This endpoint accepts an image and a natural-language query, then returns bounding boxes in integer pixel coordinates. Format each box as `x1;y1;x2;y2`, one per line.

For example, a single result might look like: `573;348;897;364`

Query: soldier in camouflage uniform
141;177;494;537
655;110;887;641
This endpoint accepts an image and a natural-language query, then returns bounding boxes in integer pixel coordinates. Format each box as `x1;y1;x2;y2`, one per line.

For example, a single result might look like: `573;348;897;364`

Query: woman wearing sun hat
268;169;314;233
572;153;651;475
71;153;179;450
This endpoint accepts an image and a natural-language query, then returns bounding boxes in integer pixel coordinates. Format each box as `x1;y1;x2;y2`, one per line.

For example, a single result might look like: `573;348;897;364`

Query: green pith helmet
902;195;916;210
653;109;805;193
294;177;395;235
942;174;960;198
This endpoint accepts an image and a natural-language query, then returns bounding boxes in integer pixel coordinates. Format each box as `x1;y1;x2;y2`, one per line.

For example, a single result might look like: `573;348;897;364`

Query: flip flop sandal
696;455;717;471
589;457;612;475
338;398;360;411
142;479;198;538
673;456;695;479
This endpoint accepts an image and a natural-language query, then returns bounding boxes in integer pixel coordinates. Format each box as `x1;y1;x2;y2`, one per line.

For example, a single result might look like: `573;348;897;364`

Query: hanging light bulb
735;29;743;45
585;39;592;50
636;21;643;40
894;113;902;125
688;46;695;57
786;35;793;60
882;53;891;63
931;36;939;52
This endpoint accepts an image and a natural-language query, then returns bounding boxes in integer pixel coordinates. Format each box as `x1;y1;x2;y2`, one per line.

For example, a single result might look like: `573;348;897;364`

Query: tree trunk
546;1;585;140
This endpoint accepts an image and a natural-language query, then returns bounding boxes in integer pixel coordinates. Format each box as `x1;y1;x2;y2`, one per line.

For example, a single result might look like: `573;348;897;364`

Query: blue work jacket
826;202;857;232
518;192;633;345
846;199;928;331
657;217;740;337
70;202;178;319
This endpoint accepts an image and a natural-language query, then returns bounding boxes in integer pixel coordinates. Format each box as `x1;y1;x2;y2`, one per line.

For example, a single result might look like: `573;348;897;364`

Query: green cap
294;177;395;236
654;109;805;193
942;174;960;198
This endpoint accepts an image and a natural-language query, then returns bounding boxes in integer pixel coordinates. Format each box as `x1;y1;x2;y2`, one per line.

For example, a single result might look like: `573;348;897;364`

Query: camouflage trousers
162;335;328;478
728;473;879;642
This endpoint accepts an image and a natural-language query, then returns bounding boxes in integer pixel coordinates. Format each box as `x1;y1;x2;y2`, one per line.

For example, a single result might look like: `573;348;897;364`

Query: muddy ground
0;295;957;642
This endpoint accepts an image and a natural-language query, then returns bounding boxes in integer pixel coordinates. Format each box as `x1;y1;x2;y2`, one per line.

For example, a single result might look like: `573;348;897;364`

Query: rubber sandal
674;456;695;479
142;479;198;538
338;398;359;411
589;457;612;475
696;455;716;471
★ ★ ★ ★ ★
**Exercise requirements**
Reproduce the material above, every line of it, exactly.

**Reply to the task**
This endpoint accepts an image and a natural-language query, then returns bounding boxes in integer pixel coordinates. Format each box as `x1;y1;x2;y2`, one per line.

For example, a single result might look like: `573;348;897;364`

Query: soldier in camouflage uniform
141;177;494;537
655;110;887;641
This endpoint accepts an image and a natural-language query, then returns bounding boxes in integer pixel coordinates. Format each box as `x1;y1;x2;y2`, one per line.

For example, a single result might look like: `573;348;897;364`

Query: woman wearing sun hat
268;169;314;233
572;153;651;475
71;153;179;450
This endpoint accepts an image and a natural-language query, then returns bounding boxes in integer pixel coordinates. Format each box as `x1;y1;x2;y2`, one per line.

For example, a single result might look like: `573;348;897;364`

Query: green pith helmet
902;195;916;210
653;109;805;193
294;177;395;235
942;174;960;198
This endpoint accepts an image and a natural-language query, then returns bounding boxes in integer pixel coordinates. Format each box as `x1;y1;x2;y2`, one per line.

For example, a single result might look like: `573;348;897;364`

Query: flip flop sandal
696;455;717;471
589;457;612;475
338;398;360;411
142;479;198;538
673;456;695;479
This endpoint accepts an image and a natural-language query, then returns bounding boxes in integer pixel coordinates. Format each box as `x1;y1;x2;y2`, one per line.

For example, a single result might look like: `573;348;897;364`

Query: hanging light bulb
735;29;743;45
585;39;592;50
636;21;643;40
894;113;902;125
688;46;695;57
786;35;793;60
882;53;891;63
931;36;939;52
This endpoint accepts an image and a natural-language query, then returns bounding boxes in integer pixel coordinates. Format each box as `x1;y1;x2;y2`, one per line.

For example, a single result might look like: `573;348;897;364`

Query: tree trunk
546;1;585;140
This endpoint accepts an image and a natural-language query, then returns bounding boxes in integer pixel coordinates. Format each box as `x1;y1;x2;y2`, one per line.

For example, a single result might look like: `573;348;897;364`

Query: blue work jacket
826;202;857;232
518;192;633;345
846;199;928;331
657;217;740;337
70;202;178;319
This endpoint accepts an image and a natural-language query, then returns bounding boxes in integer pixel coordinates. Format each box as `x1;y1;x2;y2`, one per line.

For example, a single result might look like: `573;348;897;364`

Query: green cap
294;177;395;236
654;109;805;193
942;174;960;198
This endpoint accepts an image and a natural-language query, then returns bounding boxes in integer pixel coordinates. Format each box as `x1;y1;x2;y2`, one per line.

For example, a single result might look like: `573;348;897;364`

Query: camouflage trousers
162;335;328;478
728;473;879;642
This endpoint accepts an image and a natural-language query, then returns bounding boxes in integer pixel coordinates. Format each box as `x1;y1;x2;y2`, one per line.

For example, a single result might look like: `573;348;897;364`

Query: muddy ground
0;295;957;642
This endpoint accepts an image and a natural-language query, then returns bounding boxes in integer pixel coordinates. Format each box as `x1;y1;x2;y2`, one per line.

For example, a single result might look like: `573;348;897;364`

Query: rubber sandal
674;456;695;479
142;479;198;538
338;398;359;411
589;457;612;475
696;455;716;471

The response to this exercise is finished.